Task statement: The full set of records is to be reproduced verbatim.

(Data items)
*** Begin section ***
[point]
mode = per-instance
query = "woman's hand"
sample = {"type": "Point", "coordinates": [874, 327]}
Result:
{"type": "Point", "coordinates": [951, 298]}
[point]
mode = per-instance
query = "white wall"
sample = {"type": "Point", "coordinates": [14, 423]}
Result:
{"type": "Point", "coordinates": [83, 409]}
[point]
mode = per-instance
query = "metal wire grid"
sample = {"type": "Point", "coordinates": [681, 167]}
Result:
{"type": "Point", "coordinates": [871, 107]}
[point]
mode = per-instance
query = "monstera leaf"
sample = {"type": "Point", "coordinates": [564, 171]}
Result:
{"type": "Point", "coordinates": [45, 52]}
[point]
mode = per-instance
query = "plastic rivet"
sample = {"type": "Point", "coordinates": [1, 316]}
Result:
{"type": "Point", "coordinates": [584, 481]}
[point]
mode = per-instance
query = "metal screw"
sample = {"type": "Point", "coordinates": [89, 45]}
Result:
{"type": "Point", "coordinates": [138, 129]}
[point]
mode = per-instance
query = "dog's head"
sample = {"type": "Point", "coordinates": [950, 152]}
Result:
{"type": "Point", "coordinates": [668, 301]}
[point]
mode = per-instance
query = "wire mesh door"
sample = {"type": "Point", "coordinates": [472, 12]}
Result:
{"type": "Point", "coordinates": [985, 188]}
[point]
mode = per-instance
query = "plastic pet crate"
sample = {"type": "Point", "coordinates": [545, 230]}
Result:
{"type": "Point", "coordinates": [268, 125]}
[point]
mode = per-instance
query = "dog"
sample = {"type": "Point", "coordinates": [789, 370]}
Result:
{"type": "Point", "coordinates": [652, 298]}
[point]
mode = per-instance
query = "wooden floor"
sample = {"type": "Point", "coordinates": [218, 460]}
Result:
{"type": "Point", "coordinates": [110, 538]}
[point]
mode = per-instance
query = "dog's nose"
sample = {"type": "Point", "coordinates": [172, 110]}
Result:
*** End section ***
Exercise answer:
[point]
mode = per-instance
query = "woman's hand"
sample = {"type": "Point", "coordinates": [874, 327]}
Result:
{"type": "Point", "coordinates": [951, 298]}
[point]
mode = per-instance
query = "white wall"
sample = {"type": "Point", "coordinates": [14, 423]}
Result:
{"type": "Point", "coordinates": [83, 409]}
[point]
mode = per-instance
query = "metal wire grid"
sample = {"type": "Point", "coordinates": [681, 167]}
Result:
{"type": "Point", "coordinates": [871, 107]}
[point]
mode = per-instance
query = "monstera leaf"
sample = {"type": "Point", "coordinates": [564, 171]}
Result:
{"type": "Point", "coordinates": [45, 52]}
[point]
mode = per-instance
query = "plastic rivet"
sample = {"type": "Point", "coordinates": [1, 316]}
Result:
{"type": "Point", "coordinates": [584, 481]}
[point]
mode = per-instance
query = "metal screw"
sample = {"type": "Point", "coordinates": [89, 45]}
Result:
{"type": "Point", "coordinates": [138, 129]}
[point]
mode = per-instance
query = "dog's head"
sample = {"type": "Point", "coordinates": [950, 152]}
Result:
{"type": "Point", "coordinates": [668, 301]}
[point]
mode = per-instance
query = "wire mesh door"
sample = {"type": "Point", "coordinates": [472, 12]}
Result:
{"type": "Point", "coordinates": [985, 188]}
[point]
mode = per-instance
query = "plastic pet crate"
sample = {"type": "Point", "coordinates": [545, 230]}
Result:
{"type": "Point", "coordinates": [268, 125]}
[point]
mode = per-instance
query = "dog"
sample = {"type": "Point", "coordinates": [789, 370]}
Result:
{"type": "Point", "coordinates": [652, 298]}
[point]
mode = per-instance
query = "wooden floor"
sample = {"type": "Point", "coordinates": [218, 460]}
Result:
{"type": "Point", "coordinates": [110, 538]}
[point]
mode = per-instance
query = "dog's nose"
sample = {"type": "Point", "coordinates": [172, 110]}
Result:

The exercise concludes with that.